=== INFORMATION SHOWN ===
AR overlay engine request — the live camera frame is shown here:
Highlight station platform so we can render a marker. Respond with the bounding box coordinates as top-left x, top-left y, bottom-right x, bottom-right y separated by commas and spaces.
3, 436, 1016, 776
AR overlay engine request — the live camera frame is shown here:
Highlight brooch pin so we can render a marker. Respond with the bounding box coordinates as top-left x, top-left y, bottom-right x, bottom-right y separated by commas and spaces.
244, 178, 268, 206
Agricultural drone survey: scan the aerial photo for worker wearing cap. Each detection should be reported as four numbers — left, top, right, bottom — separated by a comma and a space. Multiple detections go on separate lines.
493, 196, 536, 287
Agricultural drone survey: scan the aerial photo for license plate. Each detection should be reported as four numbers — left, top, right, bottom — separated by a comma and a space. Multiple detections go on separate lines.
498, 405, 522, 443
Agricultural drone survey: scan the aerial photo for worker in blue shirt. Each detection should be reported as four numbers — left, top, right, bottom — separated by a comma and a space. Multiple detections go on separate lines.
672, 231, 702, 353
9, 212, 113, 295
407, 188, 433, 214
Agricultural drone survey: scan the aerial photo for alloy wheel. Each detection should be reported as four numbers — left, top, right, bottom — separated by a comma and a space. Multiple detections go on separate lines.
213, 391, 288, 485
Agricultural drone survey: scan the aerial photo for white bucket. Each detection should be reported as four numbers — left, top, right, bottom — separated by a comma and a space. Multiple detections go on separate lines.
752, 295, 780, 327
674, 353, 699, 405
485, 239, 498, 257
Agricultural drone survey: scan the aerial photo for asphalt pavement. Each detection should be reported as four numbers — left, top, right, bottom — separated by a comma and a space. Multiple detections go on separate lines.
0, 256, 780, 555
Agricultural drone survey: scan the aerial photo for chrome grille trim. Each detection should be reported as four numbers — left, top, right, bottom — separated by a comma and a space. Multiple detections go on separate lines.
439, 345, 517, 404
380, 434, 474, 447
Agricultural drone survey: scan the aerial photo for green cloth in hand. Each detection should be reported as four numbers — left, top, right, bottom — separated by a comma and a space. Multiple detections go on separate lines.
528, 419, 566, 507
===
**SHORT EXERCISE:** Put every line of the entries above into a Markdown table with two columns, Row and Line. Number the rows in order and leave out any blank lines.

**TASK ANSWER:**
| Row | Line |
|---|---|
| 1 | AR overlay engine request — the live camera frame is shown here: |
| 2 | Highlight station platform so we can render a marker. Respond with the bounding box coordinates as top-left x, top-left y, bottom-right x, bottom-right y separated by commas and spaces. |
| 3 | 3, 436, 1016, 776 |
| 4 | AR overlay engine request — the live camera frame is shown here: |
| 5 | Highlight brooch pin so we can render a marker. Respond with the bounding box coordinates as top-left x, top-left y, bottom-right x, bottom-right y separated by commas and spaces. |
| 6 | 244, 178, 268, 206 |
| 7 | Agricultural drone survey: scan the aerial photo for worker wearing cap. Each detection should be reported as four numbers — left, top, right, bottom — separated by a comma and a space. Multiple detections go on separate lines. |
| 8 | 493, 196, 536, 287 |
| 9 | Agricultural drone survey: scan the aerial photo for license plate. Each detection should be reported as four numbers — left, top, right, bottom — separated by a comma and a space. Multiple detections go on separate lines. |
| 10 | 498, 405, 522, 443 |
| 11 | Agricultural drone survey: scan the aerial photo for worker in blue shirt. Each detection should be reported as four numbers — left, top, right, bottom — separated by a comma and a space. Multiple detections go on separate lines. |
| 12 | 672, 231, 702, 353 |
| 13 | 9, 212, 113, 295 |
| 14 | 407, 188, 433, 214 |
| 15 | Agricultural drone survey: scan the aerial photo for alloy wheel. Each detection should be reported as four numbers — left, top, right, bottom — separated by a comma and a space. Multiple detections go on separate lines. |
| 16 | 213, 391, 288, 485 |
| 17 | Agricultural drone survey: scan the aerial photo for white bucket. Each detection should be reported as four numbers — left, top, right, bottom — separated by a comma and a space. Multiple detections go on separate lines. |
| 18 | 752, 295, 780, 327 |
| 19 | 674, 353, 699, 405 |
| 20 | 485, 239, 498, 257 |
| 21 | Agricultural drone survey: scan the aerial photo for asphalt pavement. Each detection should be reported as four numbers — left, top, right, bottom — separated by a comma and a space. Multiple detections go on separate lines. |
| 22 | 0, 256, 780, 555 |
| 23 | Agricultural drone survey: scan the aerial photo for chrome grille trim. Each detection should be reported as four numbers — left, top, right, bottom — separated by a comma and a space. Multiple detections go on separate lines. |
| 24 | 439, 345, 517, 404 |
| 25 | 380, 434, 474, 447 |
| 26 | Agricultural drone survey: scan the aerial photo for green cloth in hand. Each detection should be reported as four numbers — left, top, right, bottom — separated by a comma and a space. Multiple detections go on separate lines. |
| 27 | 528, 419, 566, 507 |